--- Saved entries ---
++++++++++
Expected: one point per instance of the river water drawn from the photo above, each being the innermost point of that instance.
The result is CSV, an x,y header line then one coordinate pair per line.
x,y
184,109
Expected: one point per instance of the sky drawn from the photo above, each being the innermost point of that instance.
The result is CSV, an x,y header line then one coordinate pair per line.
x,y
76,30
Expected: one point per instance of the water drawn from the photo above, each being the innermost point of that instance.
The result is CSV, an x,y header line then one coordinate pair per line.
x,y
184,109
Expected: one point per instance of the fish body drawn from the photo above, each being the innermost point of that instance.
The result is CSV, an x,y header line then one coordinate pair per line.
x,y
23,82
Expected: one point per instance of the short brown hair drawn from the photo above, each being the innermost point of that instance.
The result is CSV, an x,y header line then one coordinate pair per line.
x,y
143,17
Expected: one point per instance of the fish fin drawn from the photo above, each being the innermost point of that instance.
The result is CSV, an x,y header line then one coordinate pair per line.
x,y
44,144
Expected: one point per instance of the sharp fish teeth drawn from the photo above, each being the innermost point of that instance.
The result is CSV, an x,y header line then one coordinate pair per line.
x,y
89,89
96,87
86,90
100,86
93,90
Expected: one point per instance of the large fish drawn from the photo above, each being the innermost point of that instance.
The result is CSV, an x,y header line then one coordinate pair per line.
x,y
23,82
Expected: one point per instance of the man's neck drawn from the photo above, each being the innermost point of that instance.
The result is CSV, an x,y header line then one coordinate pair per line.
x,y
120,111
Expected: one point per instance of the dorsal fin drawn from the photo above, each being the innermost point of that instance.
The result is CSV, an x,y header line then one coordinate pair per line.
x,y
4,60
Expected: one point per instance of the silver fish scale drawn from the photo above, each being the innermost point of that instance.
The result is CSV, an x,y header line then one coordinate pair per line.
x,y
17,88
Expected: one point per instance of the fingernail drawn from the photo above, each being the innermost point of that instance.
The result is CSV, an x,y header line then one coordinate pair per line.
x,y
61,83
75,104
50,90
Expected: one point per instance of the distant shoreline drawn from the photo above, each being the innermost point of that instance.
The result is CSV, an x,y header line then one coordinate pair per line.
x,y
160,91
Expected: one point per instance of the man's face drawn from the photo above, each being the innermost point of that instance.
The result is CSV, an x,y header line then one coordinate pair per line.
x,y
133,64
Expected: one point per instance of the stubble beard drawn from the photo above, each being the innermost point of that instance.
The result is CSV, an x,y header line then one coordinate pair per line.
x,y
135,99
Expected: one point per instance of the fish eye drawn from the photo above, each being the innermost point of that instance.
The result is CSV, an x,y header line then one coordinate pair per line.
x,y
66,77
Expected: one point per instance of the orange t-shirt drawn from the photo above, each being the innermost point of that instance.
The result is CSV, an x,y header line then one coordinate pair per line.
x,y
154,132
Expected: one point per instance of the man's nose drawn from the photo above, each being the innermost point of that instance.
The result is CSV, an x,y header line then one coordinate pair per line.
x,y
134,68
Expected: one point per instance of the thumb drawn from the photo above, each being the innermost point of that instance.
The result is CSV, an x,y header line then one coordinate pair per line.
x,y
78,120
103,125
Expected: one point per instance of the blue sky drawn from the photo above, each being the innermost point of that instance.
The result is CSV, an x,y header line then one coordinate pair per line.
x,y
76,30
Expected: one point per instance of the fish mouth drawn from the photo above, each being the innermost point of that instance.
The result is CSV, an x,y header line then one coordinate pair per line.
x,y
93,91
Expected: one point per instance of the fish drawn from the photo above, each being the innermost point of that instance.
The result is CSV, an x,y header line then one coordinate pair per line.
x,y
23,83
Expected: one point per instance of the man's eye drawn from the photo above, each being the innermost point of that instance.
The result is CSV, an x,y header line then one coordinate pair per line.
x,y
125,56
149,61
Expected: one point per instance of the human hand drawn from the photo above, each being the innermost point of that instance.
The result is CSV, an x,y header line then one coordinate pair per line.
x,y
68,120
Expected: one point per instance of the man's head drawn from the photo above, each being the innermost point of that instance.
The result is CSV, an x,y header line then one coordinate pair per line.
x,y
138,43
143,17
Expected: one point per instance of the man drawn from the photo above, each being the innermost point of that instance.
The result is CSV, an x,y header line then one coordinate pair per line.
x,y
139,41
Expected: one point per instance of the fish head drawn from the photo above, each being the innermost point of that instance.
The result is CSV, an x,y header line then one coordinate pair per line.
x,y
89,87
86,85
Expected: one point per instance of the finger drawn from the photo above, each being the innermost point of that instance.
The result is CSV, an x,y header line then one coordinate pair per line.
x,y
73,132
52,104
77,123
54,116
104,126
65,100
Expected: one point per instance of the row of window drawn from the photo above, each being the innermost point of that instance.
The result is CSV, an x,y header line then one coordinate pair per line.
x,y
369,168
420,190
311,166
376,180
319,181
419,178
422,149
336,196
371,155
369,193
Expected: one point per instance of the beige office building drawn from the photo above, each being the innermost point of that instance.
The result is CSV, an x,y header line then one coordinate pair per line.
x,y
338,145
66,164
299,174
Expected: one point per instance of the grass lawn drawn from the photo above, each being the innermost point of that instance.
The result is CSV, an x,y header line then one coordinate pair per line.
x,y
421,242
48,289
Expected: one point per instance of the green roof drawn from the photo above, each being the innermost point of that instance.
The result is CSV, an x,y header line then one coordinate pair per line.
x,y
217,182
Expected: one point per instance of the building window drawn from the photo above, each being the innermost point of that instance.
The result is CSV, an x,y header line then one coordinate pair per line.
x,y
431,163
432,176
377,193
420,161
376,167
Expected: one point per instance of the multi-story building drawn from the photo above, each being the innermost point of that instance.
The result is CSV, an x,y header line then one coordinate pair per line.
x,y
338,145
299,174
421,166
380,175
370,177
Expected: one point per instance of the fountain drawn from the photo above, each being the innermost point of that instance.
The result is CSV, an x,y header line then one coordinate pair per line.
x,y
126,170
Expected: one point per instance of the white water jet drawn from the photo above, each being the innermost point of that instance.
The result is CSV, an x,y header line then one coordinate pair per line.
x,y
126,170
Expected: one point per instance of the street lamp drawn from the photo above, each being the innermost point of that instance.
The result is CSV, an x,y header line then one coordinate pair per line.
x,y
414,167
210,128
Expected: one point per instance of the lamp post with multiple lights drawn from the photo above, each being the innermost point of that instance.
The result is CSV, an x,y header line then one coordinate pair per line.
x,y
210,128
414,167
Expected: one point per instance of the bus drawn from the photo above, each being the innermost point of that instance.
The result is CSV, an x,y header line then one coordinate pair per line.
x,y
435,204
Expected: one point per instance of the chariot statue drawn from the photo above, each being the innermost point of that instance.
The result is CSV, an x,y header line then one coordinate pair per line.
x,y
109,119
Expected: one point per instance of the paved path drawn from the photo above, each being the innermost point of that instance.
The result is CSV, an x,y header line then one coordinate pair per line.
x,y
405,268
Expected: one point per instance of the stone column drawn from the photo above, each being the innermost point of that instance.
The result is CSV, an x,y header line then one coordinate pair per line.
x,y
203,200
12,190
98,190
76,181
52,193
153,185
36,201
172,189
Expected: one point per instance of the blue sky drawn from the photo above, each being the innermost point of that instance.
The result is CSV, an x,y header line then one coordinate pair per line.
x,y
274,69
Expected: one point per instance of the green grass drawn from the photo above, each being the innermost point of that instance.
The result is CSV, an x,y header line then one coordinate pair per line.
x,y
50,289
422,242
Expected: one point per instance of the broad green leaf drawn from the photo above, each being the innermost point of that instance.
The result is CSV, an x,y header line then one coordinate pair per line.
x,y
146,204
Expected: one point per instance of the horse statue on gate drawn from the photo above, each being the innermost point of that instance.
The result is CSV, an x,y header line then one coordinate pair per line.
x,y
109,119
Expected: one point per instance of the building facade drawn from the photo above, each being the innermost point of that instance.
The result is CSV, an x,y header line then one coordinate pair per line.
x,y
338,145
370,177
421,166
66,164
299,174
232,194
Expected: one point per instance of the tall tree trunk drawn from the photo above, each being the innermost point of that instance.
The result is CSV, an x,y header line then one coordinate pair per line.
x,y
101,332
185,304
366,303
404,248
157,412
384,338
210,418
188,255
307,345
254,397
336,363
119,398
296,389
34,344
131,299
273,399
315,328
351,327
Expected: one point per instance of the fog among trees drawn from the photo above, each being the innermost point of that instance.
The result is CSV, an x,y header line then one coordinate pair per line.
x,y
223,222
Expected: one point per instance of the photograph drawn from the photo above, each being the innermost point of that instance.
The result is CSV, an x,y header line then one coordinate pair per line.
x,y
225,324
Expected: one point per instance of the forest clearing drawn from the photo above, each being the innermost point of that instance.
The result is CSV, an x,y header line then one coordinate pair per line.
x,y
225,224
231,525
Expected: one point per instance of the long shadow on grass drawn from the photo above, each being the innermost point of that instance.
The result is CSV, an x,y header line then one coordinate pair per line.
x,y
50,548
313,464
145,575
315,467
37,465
++++++++++
--- Directions for this task ---
From the entries above, restate word for word the lines from the line containing "Expected: one point per instance of the fish mouth" to the line containing "Expected: one point per instance of the man's eye", both ends included, and nothing more.

--- Answer space ---
Expected: one point per instance of the fish mouth drawn from the photo above, each being the innermost point of that instance.
The result is CSV, an x,y header line then one coordinate pair per line.
x,y
93,91
Expected: one point per instance of the fish drawn from the photo above, each being the innermost point of that instance.
The result is CSV, an x,y header line then one coordinate pair per line.
x,y
23,83
Expected: one point per instance of the man's eye drawn from the photo above, each being the innermost point of that instance.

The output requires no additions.